**Set problem 1**
Rewrite the records from the line containing "Expected behaviour: for every instance of the man's face, put" through the end of the records, replacing "thickest" with "widest" and keeping everything else the same.

**Article**
Distillation
First of all you should train your teacher and save it in a dict with this structure
state_dict = {
"model_state_dict": {
"generator_ab": # state dict here
"generator_ba": # state dict here
"discriminator_a": # state dict here
"discriminator_b": # state dict here
}
torch.save("logdir/last.pth", state_dict)
After that the API is very similar to training API.
TrainingBut there are several callbacks you should add. Let's take a look on this part of the pipeline.
callbacks = [
PrepareGeneratorPhase(),
GANLoss(),
CycleGANLoss(),
IdenticalGANLoss(ba_key="generator_s"),
##########################################
########## Distilation losses ############
HiddenStateLoss(transfer_layer=[1, 4, 8]),
TeacherStudentLoss(),
##########################################
GeneratorOptimizerCallback(
keys=[
"gan_loss",
"cycle_loss",
"identical_loss",
"hidden_state_loss",
"ts_difference",
],
weights=[1, 10, 5, 1, 10],
),
PrepareDiscriminatorPhase(),
DiscriminatorLoss(),
DiscriminatorOptimizerCallback(),
LogImageCallback(model_key="generator_s"),
LogImageCallback(key="mipt", img=mipt_photo, model_key="generator_s"),
LogImageCallback(key="vk", img=zinger_photo, model_key="generator_s"),
]
Also you need to add extra criterion:
criterion = {
"gan": LSGanLoss(),
"cycle": torch.nn.L1Loss(),
"identical": torch.nn.L1Loss(),
"hidden_state_loss": torch.nn.MSELoss(),
"teacher_student": torch.nn.L1Loss(),
}

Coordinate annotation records
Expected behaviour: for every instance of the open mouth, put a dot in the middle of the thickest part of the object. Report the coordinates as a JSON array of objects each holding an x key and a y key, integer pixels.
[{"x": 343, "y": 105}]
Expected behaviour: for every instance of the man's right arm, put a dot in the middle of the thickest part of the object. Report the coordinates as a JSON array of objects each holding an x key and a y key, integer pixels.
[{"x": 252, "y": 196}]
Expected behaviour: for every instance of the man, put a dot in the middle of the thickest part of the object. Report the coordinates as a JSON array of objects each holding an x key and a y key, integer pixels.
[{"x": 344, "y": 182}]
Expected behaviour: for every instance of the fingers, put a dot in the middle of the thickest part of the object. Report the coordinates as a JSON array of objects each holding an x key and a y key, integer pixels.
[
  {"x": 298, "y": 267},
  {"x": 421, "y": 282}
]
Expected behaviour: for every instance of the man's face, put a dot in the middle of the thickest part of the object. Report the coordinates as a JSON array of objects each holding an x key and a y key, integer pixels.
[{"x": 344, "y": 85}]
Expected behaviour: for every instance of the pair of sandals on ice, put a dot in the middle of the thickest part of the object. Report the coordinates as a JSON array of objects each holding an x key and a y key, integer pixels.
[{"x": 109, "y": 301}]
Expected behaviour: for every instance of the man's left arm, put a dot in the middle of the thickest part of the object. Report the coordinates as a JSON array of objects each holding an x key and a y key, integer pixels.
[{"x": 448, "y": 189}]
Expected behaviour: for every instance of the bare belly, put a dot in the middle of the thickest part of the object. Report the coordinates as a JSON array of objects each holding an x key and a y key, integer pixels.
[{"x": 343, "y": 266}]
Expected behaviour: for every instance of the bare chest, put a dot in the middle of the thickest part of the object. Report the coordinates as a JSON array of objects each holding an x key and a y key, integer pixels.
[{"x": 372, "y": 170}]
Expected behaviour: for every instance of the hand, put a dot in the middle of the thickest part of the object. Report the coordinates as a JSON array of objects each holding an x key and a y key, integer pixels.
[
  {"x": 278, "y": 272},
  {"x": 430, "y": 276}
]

**Set problem 2**
Answer these questions about the distillation page:
(a) What values are given for transfer_layer in HiddenStateLoss?
(b) What list of weights is passed to GeneratorOptimizerCallback?
(c) Which loss is set for "hidden_state_loss" in the extra criterion?

**Task output 1**
Expected behaviour: for every instance of the man's face, put a dot in the middle of the widest part of the object. Report the coordinates as a JSON array of objects each holding an x key and a y key, integer pixels.
[{"x": 344, "y": 85}]
Expected behaviour: for every instance of the pair of sandals on ice, put a dot in the middle of the widest part of the object. Report the coordinates as a JSON array of objects each holding an x key and a y key, integer pixels.
[{"x": 109, "y": 301}]
Expected behaviour: for every instance of the man's left arm, put a dot in the middle of the widest part of the object. Report the coordinates as a JSON array of objects each holding an x key and a y key, integer pixels.
[{"x": 448, "y": 189}]
Expected behaviour: for every instance of the bare belly, put a dot in the middle of the widest part of the object. Report the coordinates as a JSON array of objects each holding an x key and a y key, integer pixels.
[{"x": 343, "y": 266}]
Expected behaviour: for every instance of the bare chest, put a dot in the middle of the widest part of the object. Report the coordinates as a JSON array of objects each holding an x key and a y key, integer pixels.
[{"x": 372, "y": 170}]
Expected behaviour: for every instance of the hand, put a dot in the middle of the widest part of the object. Report the coordinates as a JSON array of objects each holding an x key and a y key, integer pixels.
[
  {"x": 278, "y": 272},
  {"x": 430, "y": 276}
]

**Task output 2**
(a) [1, 4, 8]
(b) [1, 10, 5, 1, 10]
(c) torch.nn.MSELoss()